─── Input data

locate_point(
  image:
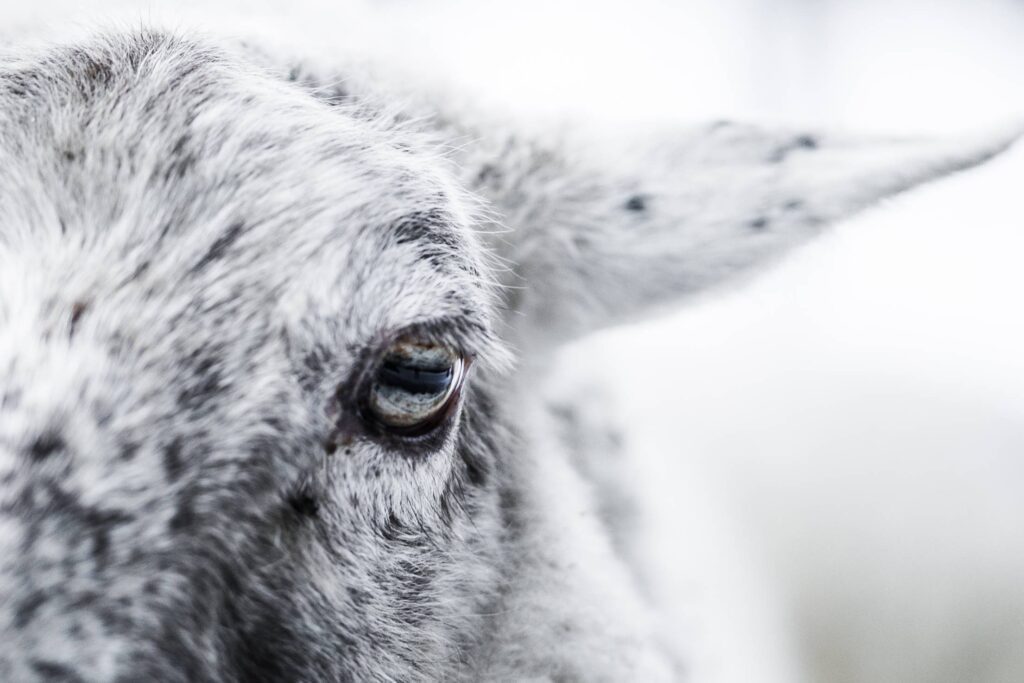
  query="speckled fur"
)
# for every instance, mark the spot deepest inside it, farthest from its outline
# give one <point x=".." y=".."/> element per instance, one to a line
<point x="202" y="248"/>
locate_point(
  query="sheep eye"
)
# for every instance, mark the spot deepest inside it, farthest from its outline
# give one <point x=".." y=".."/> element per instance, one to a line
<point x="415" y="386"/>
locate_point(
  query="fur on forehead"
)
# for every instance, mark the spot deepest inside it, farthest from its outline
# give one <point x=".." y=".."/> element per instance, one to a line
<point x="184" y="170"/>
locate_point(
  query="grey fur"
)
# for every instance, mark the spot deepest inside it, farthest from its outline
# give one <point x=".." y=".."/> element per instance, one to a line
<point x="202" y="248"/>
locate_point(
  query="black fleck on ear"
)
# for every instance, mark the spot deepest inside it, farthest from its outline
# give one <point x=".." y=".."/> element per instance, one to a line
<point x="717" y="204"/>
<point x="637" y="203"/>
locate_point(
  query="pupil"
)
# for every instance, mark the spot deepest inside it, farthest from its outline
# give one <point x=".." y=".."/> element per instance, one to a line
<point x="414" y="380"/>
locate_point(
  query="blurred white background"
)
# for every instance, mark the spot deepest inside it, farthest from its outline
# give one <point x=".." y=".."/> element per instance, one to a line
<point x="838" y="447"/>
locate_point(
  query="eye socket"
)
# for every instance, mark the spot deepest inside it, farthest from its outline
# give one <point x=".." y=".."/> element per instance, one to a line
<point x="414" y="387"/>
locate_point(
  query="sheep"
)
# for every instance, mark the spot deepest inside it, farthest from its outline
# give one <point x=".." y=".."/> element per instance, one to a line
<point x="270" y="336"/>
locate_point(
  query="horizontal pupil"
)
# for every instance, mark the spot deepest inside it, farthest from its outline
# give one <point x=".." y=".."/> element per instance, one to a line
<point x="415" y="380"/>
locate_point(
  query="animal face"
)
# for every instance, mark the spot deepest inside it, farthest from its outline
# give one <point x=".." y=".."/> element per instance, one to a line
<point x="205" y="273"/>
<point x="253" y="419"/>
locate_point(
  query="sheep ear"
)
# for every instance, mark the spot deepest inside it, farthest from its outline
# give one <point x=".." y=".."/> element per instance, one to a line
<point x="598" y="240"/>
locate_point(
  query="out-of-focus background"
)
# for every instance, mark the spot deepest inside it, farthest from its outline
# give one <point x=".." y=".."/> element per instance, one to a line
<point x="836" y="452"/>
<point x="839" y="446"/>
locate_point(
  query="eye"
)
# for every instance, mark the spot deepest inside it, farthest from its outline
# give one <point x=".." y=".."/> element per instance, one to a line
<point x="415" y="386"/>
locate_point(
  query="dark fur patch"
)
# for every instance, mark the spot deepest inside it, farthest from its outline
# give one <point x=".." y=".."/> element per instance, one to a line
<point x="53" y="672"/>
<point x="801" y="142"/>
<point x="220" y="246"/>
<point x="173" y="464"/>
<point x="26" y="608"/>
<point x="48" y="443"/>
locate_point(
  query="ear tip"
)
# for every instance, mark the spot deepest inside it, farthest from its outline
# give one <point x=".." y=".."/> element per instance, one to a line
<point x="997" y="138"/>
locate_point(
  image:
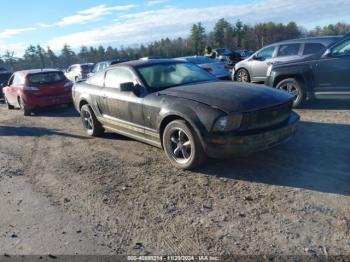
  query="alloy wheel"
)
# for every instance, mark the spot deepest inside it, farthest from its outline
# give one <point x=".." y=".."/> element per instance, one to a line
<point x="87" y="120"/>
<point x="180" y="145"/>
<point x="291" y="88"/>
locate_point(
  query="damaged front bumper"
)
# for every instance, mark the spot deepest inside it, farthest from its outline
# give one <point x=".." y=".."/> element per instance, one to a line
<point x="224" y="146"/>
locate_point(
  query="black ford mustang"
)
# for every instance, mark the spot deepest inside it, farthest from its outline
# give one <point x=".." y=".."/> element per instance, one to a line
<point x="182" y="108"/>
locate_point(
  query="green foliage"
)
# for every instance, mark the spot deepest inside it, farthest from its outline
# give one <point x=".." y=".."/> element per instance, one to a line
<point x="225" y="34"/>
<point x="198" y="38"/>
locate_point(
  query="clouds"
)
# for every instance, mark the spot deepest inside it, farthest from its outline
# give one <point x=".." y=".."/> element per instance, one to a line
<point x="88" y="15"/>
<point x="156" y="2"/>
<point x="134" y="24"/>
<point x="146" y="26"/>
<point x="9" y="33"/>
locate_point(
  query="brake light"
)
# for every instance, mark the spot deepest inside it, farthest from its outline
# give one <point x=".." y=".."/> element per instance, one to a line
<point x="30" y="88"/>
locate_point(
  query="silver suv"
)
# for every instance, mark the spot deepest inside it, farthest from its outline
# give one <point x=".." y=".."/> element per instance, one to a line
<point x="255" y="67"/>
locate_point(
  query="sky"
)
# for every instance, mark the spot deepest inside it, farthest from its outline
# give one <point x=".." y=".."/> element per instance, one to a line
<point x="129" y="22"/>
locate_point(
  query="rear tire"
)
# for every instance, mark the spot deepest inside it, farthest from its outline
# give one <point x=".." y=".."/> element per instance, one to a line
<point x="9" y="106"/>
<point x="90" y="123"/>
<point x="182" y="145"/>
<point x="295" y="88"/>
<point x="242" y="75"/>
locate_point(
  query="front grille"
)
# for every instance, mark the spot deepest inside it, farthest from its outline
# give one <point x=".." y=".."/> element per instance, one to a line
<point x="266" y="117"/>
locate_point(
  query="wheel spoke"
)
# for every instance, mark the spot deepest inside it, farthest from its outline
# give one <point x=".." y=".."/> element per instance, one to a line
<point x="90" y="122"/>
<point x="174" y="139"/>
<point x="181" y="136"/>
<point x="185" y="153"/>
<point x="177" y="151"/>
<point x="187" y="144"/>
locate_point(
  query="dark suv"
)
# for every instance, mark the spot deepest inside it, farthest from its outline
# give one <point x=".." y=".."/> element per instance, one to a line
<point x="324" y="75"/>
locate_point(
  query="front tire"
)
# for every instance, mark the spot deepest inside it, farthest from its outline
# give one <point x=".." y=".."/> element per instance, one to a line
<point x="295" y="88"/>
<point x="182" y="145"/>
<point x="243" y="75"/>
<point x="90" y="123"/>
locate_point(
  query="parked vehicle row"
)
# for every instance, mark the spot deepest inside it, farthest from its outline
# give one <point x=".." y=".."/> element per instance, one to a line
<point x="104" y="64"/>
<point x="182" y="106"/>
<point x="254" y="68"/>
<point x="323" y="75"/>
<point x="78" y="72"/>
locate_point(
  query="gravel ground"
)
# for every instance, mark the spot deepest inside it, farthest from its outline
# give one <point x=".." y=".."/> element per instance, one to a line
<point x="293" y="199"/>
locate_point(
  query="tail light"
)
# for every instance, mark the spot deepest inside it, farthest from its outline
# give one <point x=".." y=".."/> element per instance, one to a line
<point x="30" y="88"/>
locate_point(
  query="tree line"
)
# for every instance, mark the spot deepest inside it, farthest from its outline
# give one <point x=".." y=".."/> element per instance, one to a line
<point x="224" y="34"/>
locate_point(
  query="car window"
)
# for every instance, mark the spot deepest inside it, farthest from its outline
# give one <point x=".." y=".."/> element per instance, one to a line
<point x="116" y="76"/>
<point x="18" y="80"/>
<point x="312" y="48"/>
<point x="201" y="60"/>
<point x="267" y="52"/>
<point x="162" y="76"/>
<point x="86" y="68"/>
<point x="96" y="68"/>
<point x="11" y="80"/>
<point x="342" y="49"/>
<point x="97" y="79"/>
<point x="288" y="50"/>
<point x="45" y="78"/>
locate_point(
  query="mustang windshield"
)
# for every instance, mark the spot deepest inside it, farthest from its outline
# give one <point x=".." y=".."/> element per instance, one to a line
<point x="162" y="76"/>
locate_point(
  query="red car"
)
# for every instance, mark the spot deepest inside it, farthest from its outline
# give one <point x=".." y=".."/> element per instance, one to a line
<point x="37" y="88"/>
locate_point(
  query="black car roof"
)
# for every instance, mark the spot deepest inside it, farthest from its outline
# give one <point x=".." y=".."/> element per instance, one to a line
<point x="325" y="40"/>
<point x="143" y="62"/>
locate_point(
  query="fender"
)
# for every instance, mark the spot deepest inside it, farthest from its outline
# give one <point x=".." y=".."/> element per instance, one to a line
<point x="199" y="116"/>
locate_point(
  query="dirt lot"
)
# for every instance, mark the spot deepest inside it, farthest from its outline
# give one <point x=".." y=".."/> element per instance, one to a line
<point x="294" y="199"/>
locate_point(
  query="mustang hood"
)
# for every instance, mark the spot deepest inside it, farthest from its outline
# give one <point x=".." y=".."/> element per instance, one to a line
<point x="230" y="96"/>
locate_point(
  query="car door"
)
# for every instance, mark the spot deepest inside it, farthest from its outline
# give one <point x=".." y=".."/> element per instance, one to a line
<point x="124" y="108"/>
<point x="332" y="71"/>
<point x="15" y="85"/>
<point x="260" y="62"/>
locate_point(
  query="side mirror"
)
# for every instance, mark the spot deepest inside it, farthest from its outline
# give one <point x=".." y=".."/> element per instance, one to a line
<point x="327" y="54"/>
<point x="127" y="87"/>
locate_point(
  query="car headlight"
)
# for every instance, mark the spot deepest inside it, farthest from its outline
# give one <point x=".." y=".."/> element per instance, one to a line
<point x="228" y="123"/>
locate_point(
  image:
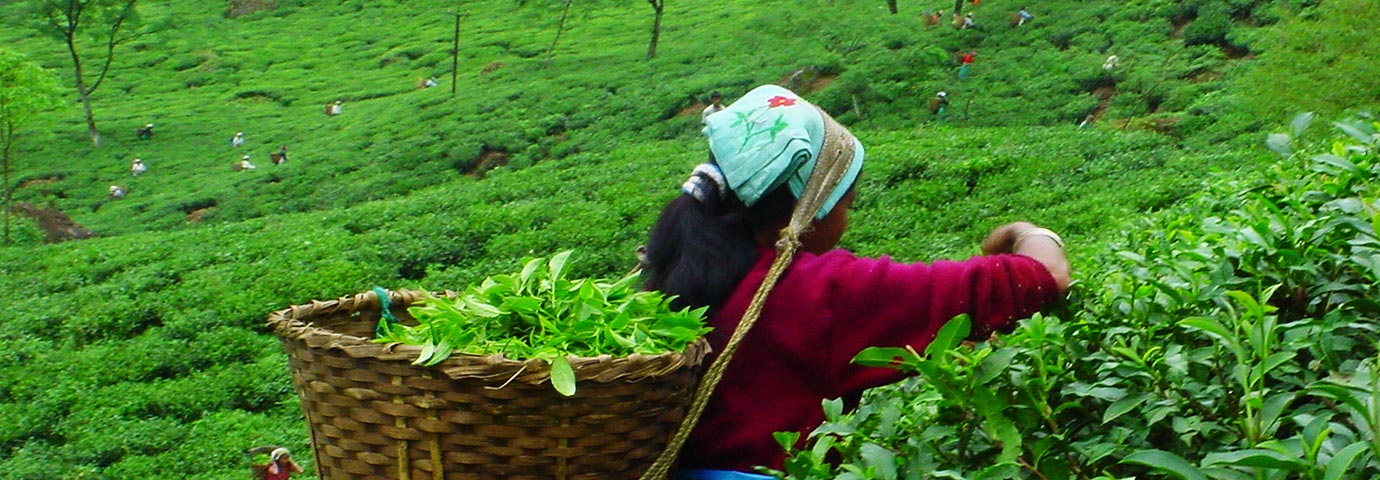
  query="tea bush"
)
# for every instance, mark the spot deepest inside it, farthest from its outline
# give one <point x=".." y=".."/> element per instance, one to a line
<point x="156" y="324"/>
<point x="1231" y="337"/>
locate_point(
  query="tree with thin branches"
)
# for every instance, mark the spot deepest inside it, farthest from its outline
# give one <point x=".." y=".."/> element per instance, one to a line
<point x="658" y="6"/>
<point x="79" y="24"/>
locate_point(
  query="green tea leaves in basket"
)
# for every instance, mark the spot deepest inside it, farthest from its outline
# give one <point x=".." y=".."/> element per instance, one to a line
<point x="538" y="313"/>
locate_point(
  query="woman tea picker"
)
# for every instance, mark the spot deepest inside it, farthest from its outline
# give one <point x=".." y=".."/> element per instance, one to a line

──────

• _What you have to do_: Figure out how many lines of the material include the string "black", and reply with only that figure.

• _Answer to the exercise_: 3